Supplied text:
'''

Recently, Lee and Ashton have added two more facet scales to the HEXACO-PI Unlike the original 24 facets, each of which was clearly aligned with one of the six main personality dimensions, these new scales were considered "interstitial"—designed to measure traits that show moderate associations with more than one of the six factors.

The first of these interstitial facets was Altruism versus Antagonism, created to capture characteristics related to compassion and kindness. In lexical research on personality traits, such qualities often appear to overlap with the Honesty-Humility, Agreeableness, and Emotionality factors—a pattern that supports our theoretical framework. Adding this facet allowed us to account more precisely for the unique contribution of this trait, improving our ability to predict altruistic (as opposed to antagonistic) behaviors that play a key role in social relationships.

The second interstitial scale, Negative Self-Evaluation, was developed to assess a tendency toward extremely low self-worth. This trait showed a negative correlation with Extraversion and a positive one with Emotionality. It was included not only because self-evaluation is a core component of personality but also due to its relevance in understanding depression and certain personality disorders.

== Relations with Big Five model ==
Currently, the most widely used model of personality structure is also based on analyses of personality-descriptive adjectives. This model consists of the five personality factors collectively known as the "Big Five". Three of the Big Five factors are similar to the extraversion, conscientiousness, and openness to experience factors of the HEXACO model. The two remaining Big Five factors, called agreeableness and neuroticism (with the opposite pole of the latter factor being emotional stability), are similar to the agreeableness and emotionality factors of the HEXACO model – but with some differences in the content of the factors. Agreeableness and emotionality from the HEXACO model represent rotated variants of their Big Five counterparts, for example, characteristics related to a quick temper are associated with neuroticism or low emotional stability in the Big Five framework, but with low agreeableness in the HEXACO framework. Therefore, the Big Five's agreeableness and HEXACO's agreeableness are not identical. The Big Five factors do not include an honesty-humility factor, but some of the characteristics belonging to honesty-humility are incorporated into the Big Five's agreeableness factor. Although earlier investigations found only the Big Five factors, more recent studies conducted in various languages (including English) with larger sets of adjectives recovered six factors, as summarized above. The names of four of the HEXACO factors (all except honesty-humility and emotionality) were adopted from existing labels for the Big Five factors. Factor names were selected on the basis of the common meaning of the characteristics within each factor. Still, other studies that compare the two show that some traits can be analyzed using the HEXACO model instead of the Big Five. For the sake of example, traits like narcissism or manipulativeness can be evaluated with the honesty-humility trait included in the model.

'''

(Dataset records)
'''

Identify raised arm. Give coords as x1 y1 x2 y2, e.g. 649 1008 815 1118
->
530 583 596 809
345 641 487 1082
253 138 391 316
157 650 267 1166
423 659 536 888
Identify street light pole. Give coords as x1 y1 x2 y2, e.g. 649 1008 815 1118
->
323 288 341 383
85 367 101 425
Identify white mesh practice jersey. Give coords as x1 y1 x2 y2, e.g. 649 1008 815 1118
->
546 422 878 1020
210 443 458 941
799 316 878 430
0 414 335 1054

'''
'''

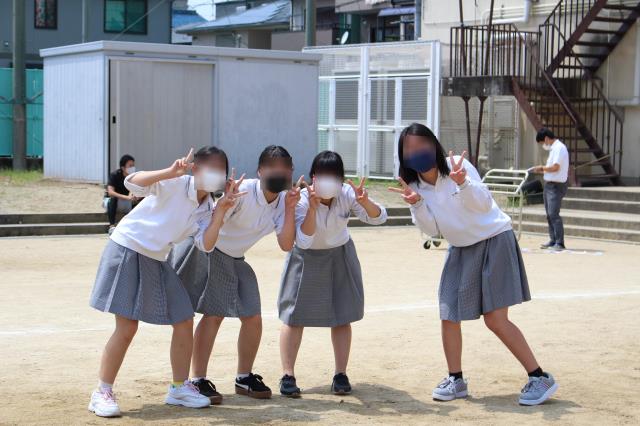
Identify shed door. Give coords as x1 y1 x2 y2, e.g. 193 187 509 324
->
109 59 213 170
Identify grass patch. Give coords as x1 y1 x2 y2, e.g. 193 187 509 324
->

'''
'''

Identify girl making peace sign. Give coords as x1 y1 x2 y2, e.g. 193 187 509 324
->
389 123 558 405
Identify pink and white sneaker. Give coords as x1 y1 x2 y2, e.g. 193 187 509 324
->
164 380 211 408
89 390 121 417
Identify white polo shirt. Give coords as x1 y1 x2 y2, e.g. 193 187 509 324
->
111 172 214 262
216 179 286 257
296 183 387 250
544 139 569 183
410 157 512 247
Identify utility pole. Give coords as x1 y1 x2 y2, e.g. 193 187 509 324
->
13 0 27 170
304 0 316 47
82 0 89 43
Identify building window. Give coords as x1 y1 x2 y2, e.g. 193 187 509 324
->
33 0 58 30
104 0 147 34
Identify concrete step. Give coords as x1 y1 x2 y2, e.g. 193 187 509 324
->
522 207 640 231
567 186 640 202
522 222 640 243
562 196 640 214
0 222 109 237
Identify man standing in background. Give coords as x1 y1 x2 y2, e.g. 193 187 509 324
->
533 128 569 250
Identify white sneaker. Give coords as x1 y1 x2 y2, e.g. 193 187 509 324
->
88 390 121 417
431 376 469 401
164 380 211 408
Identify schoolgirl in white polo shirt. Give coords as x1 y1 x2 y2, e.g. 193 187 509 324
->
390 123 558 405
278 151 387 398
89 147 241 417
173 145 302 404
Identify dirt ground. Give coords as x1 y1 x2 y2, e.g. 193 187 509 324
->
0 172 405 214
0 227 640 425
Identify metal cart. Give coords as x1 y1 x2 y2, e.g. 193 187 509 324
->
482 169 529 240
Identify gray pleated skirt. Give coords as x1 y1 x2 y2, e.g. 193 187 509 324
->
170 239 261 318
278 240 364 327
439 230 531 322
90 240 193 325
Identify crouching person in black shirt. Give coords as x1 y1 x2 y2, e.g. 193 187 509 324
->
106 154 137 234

'''

Exercises to complete:
A – In the HEXACO passage, which two factors is Negative Self-Evaluation correlated with, and in which direction for each?
B – Go on with the HEXACO passage, starting right after its final sentence.
The listing of dataset records can be ignored.

Answers in order:
A – It is negatively correlated with Extraversion and positively correlated with Emotionality.

B –
==Research topics ==

=== Theoretical basis of agreeableness, honesty-humility and emotionality ===
The HEXACO model is often used in research studies when behaviors or traits found on the agreeableness, honesty-humility and emotionality dimensions are of specific interest. The factors of agreeableness, honesty-humility and emotionality are distinctly different from their counterparts on the five factor model (FFM). Honesty-humility, emotionality and agreeableness are proposed to be measures of altruistic versus antagonistic behavior. Honesty-humility and agreeableness both measure two different aspects of reciprocal altruism, high levels of which indicate a propensity for helping behavior and cooperation as opposed to the exploitation of others. The honesty-humility factor represents a person's tendency for pro-social altruistic behaviors, while agreeableness indicates an individual's tendency to forgive and to show tolerance. Emotionality is a measure of kin altruism, that is, the tendency to show empathy and attachment to one's kin.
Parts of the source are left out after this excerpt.